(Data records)
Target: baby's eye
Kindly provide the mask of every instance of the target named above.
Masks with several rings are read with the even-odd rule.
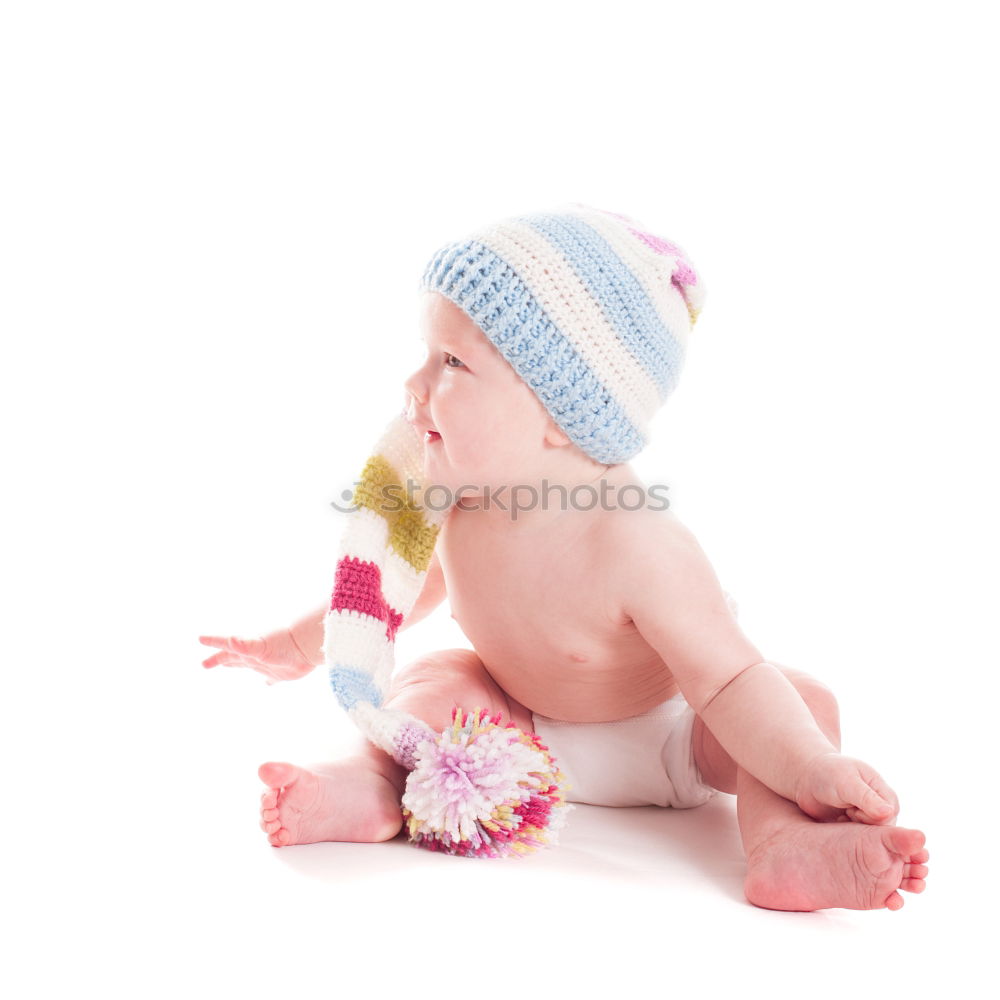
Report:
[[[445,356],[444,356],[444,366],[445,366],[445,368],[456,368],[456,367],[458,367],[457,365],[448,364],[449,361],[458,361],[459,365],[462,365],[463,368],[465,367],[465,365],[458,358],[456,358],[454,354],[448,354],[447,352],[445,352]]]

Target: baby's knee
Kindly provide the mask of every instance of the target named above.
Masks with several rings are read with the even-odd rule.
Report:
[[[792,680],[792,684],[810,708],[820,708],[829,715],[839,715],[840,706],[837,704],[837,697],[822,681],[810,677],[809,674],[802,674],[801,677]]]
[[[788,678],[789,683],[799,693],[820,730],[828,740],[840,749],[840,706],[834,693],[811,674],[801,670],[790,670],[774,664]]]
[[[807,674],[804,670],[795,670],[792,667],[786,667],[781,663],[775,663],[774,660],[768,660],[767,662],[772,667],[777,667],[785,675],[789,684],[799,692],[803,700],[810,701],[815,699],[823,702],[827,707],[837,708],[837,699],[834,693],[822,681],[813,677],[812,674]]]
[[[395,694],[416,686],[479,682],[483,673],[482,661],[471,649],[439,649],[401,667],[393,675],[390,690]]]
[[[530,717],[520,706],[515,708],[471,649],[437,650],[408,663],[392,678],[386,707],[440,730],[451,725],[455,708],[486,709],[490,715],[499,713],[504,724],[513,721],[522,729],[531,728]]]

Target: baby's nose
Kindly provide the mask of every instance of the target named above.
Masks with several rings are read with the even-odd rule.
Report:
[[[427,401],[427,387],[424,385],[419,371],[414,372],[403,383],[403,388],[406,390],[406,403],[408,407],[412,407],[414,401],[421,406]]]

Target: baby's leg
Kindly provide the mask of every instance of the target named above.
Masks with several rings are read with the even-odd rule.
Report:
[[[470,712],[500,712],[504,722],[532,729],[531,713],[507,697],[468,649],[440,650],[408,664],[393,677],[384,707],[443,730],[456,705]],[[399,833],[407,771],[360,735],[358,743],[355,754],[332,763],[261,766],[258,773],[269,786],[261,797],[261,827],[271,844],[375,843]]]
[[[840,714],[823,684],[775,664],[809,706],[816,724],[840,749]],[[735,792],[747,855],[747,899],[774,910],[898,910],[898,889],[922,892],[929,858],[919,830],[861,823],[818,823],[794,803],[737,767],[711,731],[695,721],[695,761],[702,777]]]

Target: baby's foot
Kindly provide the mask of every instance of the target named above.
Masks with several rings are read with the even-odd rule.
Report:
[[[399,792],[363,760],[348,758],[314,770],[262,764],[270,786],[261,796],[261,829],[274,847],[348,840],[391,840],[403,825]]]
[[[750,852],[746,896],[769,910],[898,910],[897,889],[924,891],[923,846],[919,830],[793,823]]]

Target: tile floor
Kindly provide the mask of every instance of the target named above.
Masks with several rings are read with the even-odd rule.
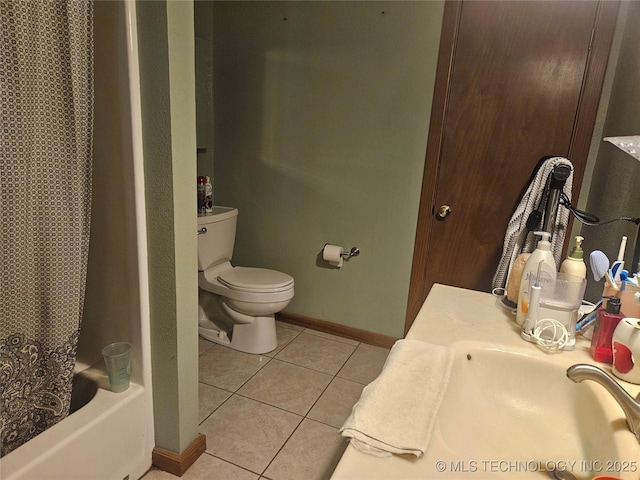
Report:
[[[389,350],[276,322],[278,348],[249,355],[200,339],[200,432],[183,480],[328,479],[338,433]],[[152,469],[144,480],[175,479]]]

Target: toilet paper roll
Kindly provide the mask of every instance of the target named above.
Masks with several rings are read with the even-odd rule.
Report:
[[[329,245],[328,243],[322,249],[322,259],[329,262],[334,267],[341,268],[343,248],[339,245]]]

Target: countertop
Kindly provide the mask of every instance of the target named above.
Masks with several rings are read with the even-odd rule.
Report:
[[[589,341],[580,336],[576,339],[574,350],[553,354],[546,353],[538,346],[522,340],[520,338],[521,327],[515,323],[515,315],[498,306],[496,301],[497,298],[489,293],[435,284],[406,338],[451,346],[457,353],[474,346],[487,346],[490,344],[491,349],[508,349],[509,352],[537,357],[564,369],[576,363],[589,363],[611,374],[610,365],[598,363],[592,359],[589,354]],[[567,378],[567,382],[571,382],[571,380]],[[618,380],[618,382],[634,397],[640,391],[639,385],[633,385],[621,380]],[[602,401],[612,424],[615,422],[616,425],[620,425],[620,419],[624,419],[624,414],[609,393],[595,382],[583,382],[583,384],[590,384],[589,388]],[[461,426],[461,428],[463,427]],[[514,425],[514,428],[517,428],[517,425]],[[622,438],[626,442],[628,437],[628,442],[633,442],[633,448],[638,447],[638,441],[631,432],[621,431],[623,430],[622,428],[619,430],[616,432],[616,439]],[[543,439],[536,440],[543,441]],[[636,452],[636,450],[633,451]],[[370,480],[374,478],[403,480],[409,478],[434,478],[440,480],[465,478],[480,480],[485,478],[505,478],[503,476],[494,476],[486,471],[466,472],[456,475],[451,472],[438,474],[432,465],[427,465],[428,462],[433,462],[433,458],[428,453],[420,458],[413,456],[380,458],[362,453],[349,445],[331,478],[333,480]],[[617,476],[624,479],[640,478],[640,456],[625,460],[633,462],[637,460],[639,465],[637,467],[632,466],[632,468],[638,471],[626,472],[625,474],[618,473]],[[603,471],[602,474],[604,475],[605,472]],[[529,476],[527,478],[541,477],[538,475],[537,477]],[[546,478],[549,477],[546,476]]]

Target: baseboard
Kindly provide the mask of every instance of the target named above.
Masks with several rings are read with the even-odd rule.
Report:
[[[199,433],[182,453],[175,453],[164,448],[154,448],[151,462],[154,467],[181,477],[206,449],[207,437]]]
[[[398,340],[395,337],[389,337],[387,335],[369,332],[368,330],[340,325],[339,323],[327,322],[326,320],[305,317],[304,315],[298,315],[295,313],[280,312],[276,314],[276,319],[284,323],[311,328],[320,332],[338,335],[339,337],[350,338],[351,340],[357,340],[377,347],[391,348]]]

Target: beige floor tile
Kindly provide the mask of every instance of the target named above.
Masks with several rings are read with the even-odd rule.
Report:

## EXERCISE REQUIREMENTS
Tell how many lines in the data hold the string "tile". Only the number is wanted.

## ANSWER TO THIS PROBLEM
2